▶ _Problems_:
[1] List every person named in the judgment excerpt.
[2] Reproduce the judgment excerpt word for word, starting at "MURIA ACJ: The" and ending at "of the Island.".

▶ _Document extract_:
* * * *

HIGH COURT OF SOLOMON ISLANDS


Civil Case No. 138 of 1992


JOY EAPI ZAU


-v-


BETSY OLIVE PAULSEN


High Court of Solomon Islands
(Muria ACJ)


Hearing: 1 December 1992
Judgment: 11 December 1992


A. Radclyffe for Plaintiff
J.C. Corrin for Defendant


MURIA ACJ: The Plaintiff/Applicant in this case seeks from this court the determinations of three questions arising out of the dispute over two registered land in the Western Province. The land in question are Lola Island, registered as Parcel No.120-007-1 and Hombupeka Island, registered as Parcel No. 121-003-1.


The Plaintiff and the Defendant are sisters and they each have "one half undivided share" in each of the islands. Each of them have been using her own parts of the islands. Both sisters live on Hombupeka Island. However the Plaintiff sister lives on the Northern side and the Defendant sister lives on southern side of the island as agreed between them. As far as Lola Island is concerned, the two sisters agreed that one of them (the Plaintiff) would use the Eastern side and the other (the Defendant) would use the Western side of the Island.


The questions put to the Court are:


"The parties being owners in common of half undivided shares in Parcel Numbers 120-007-1 (Lola Island) and 121-003-1 (Hombupeka Island) is the defendant entitled to:-


(a) cut down coconut trees on Lola Island without the consent of the Plaintiff?

* * * *

Object position labeling entries

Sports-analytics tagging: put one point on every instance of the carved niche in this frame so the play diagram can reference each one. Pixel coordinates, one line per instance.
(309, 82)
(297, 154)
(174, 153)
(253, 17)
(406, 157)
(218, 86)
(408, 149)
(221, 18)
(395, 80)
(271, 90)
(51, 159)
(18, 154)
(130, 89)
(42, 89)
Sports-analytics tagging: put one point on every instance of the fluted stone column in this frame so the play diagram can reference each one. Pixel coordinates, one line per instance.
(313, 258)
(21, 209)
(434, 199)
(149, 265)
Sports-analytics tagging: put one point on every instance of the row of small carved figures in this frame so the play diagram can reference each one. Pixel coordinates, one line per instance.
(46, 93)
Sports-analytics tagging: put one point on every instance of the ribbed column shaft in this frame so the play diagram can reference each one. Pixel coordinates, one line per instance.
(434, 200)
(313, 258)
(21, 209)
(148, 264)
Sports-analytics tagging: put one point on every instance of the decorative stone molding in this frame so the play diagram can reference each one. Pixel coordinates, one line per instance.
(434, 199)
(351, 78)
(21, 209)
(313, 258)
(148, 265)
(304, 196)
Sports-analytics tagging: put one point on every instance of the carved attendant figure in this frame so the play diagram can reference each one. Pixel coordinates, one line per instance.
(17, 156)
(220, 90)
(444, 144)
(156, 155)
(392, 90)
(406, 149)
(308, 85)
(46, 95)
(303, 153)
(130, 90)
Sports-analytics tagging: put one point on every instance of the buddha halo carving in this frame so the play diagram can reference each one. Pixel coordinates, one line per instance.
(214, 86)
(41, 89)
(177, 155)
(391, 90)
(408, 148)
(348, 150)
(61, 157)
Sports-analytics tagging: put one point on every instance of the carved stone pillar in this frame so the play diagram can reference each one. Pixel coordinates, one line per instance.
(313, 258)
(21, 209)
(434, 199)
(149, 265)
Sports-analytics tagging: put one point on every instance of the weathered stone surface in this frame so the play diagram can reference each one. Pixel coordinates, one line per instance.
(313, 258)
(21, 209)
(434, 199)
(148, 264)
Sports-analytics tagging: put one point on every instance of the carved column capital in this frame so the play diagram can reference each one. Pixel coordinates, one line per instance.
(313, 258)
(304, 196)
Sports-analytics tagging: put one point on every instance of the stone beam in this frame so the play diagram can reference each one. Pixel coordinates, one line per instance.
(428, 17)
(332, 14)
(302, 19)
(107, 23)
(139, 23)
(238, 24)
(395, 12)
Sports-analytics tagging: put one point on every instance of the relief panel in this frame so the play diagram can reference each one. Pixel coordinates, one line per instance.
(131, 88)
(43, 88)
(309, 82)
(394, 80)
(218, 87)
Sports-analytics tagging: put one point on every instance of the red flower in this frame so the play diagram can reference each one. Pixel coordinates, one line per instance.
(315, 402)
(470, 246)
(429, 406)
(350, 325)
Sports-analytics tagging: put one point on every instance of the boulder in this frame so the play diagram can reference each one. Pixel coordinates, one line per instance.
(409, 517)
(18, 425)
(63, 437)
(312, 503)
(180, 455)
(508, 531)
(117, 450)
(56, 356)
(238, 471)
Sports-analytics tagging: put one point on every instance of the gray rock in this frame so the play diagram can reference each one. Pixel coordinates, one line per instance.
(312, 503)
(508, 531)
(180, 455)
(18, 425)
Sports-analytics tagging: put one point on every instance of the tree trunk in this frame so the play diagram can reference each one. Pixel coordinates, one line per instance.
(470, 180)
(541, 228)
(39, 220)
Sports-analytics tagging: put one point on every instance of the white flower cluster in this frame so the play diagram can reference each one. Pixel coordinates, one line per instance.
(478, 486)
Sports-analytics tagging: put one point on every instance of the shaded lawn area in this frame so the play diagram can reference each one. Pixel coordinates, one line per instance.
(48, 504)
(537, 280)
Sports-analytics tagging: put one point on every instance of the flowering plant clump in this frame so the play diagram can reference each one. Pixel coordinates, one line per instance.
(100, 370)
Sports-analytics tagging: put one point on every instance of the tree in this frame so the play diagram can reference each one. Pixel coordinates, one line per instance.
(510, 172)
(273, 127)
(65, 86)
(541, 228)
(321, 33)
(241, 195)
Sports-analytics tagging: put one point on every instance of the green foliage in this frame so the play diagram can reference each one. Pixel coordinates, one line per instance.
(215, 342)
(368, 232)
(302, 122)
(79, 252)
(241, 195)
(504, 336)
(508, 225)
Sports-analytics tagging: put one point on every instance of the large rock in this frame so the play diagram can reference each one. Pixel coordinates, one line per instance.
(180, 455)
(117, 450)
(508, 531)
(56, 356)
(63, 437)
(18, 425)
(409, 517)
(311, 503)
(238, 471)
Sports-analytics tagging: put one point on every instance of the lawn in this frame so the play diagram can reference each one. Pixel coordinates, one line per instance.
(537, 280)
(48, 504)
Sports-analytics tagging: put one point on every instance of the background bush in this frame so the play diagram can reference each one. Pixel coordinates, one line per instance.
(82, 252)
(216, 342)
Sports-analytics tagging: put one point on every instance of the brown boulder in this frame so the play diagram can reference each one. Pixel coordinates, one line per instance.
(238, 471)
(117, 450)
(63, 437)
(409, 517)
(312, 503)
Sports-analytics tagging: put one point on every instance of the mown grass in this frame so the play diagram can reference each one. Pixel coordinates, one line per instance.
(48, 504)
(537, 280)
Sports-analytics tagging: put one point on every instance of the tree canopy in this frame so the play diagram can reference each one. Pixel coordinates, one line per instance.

* * * *

▶ _Answers in order_:
[1]
- Joy Eapi Zau
- Betsy Olive Paulsen
- Muria ACJ
- A. Radclyffe
- J.C. Corrin

[2]
MURIA ACJ: The Plaintiff/Applicant in this case seeks from this court the determinations of three questions arising out of the dispute over two registered land in the Western Province. The land in question are Lola Island, registered as Parcel No.120-007-1 and Hombupeka Island, registered as Parcel No. 121-003-1.


The Plaintiff and the Defendant are sisters and they each have "one half undivided share" in each of the islands. Each of them have been using her own parts of the islands. Both sisters live on Hombupeka Island. However the Plaintiff sister lives on the Northern side and the Defendant sister lives on southern side of the island as agreed between them. As far as Lola Island is concerned, the two sisters agreed that one of them (the Plaintiff) would use the Eastern side and the other (the Defendant) would use the Western side of the Island.